- _TASK INSTRUCTIONS_
(1) Restate the paragraph of the beet grenadine text that begins "Peel two large organic beets" as a short list of steps, keeping its main facts.
(2) Duplicate everything in the beet grenadine text from "Beets aren’t green, but" down to "sweetness in drinks.".
(3) List every ingredient that goes into the pot in the beet grenadine recipe.

- _PROVIDED TEXT_
--------------------

Beets aren’t green, but this vegetable can be successfully used in a veggie cocktail. Beets are high in sugar, have an interesting acidity, produce stunning natural colour and an unmistakable flavour. Rogers, one of the largest sugar production facilities in Canada, uses sugar beets. Resourceful bartenders can harness this property of beets for substitution in their recipes: grenadine is easy to make and, frankly, the larger commercial brands taste like trashy cough syrup, so it’s a good thing to learn to make yourself. The following recipe for beet grenadine can be used in a wide range of classic drinks, both as a straight substitute for regular grenadine as well as an alternative to simple syrup or other forms of sweetness in drinks.

Beet Grenadine
Peel two large organic beets and slice them thinly. In a pot, start simmering pomegranate juice with beet sugar, two parts sugar (1000 ml) to one part liquid (500 ml). Place in your raw beet slices and the pithless peels of one lemon (keep the lemon pulp/juice for the cocktail).

--------------------

Image object location entries:
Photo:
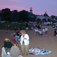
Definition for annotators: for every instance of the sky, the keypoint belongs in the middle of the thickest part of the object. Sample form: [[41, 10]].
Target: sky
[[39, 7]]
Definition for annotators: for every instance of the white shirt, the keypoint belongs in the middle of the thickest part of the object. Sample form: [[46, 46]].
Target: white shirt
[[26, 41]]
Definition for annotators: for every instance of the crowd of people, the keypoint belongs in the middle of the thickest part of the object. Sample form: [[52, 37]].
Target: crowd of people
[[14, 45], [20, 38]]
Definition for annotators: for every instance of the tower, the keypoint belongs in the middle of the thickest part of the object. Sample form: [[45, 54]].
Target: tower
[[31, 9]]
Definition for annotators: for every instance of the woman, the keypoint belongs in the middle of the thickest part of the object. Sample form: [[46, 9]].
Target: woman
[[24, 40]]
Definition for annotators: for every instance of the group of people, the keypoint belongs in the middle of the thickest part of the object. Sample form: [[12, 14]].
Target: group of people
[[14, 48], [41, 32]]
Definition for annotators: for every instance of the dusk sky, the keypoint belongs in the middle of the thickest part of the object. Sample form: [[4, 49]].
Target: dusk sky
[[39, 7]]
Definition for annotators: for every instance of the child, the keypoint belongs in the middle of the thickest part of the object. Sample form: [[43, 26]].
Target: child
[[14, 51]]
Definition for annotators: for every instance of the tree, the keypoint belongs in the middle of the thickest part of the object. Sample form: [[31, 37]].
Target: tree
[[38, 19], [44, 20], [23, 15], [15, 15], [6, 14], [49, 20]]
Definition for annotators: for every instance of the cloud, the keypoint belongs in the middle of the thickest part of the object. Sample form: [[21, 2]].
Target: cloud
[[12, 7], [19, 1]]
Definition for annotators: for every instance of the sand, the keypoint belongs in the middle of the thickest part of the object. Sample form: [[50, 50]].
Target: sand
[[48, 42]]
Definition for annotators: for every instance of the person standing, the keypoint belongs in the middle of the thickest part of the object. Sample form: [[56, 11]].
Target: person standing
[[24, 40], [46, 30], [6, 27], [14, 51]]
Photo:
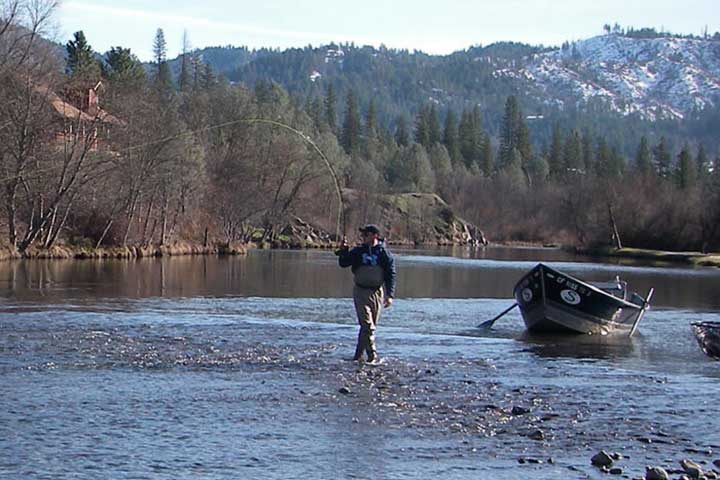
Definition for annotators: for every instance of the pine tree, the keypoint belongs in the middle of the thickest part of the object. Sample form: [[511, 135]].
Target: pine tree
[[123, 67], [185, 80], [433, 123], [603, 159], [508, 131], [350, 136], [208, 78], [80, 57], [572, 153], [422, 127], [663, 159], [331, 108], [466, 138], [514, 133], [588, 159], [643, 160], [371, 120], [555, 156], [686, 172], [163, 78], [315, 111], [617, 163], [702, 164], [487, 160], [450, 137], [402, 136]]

--------------------

- _ANSWERS GIVEN_
(1)
- Peel two large organic beets and slice them thinly.
- In a pot, simmer pomegranate juice with beet sugar at two parts sugar (1000 ml) to one part liquid (500 ml).
- Add the raw beet slices and the pithless peels of one lemon, saving the lemon pulp/juice for the cocktail.

(2)
Beets aren’t green, but this vegetable can be successfully used in a veggie cocktail. Beets are high in sugar, have an interesting acidity, produce stunning natural colour and an unmistakable flavour. Rogers, one of the largest sugar production facilities in Canada, uses sugar beets. Resourceful bartenders can harness this property of beets for substitution in their recipes: grenadine is easy to make and, frankly, the larger commercial brands taste like trashy cough syrup, so it’s a good thing to learn to make yourself. The following recipe for beet grenadine can be used in a wide range of classic drinks, both as a straight substitute for regular grenadine as well as an alternative to simple syrup or other forms of sweetness in drinks.

(3)
- Two large organic beets, peeled and thinly sliced
- Pomegranate juice
- Beet sugar
- The pithless peels of one lemon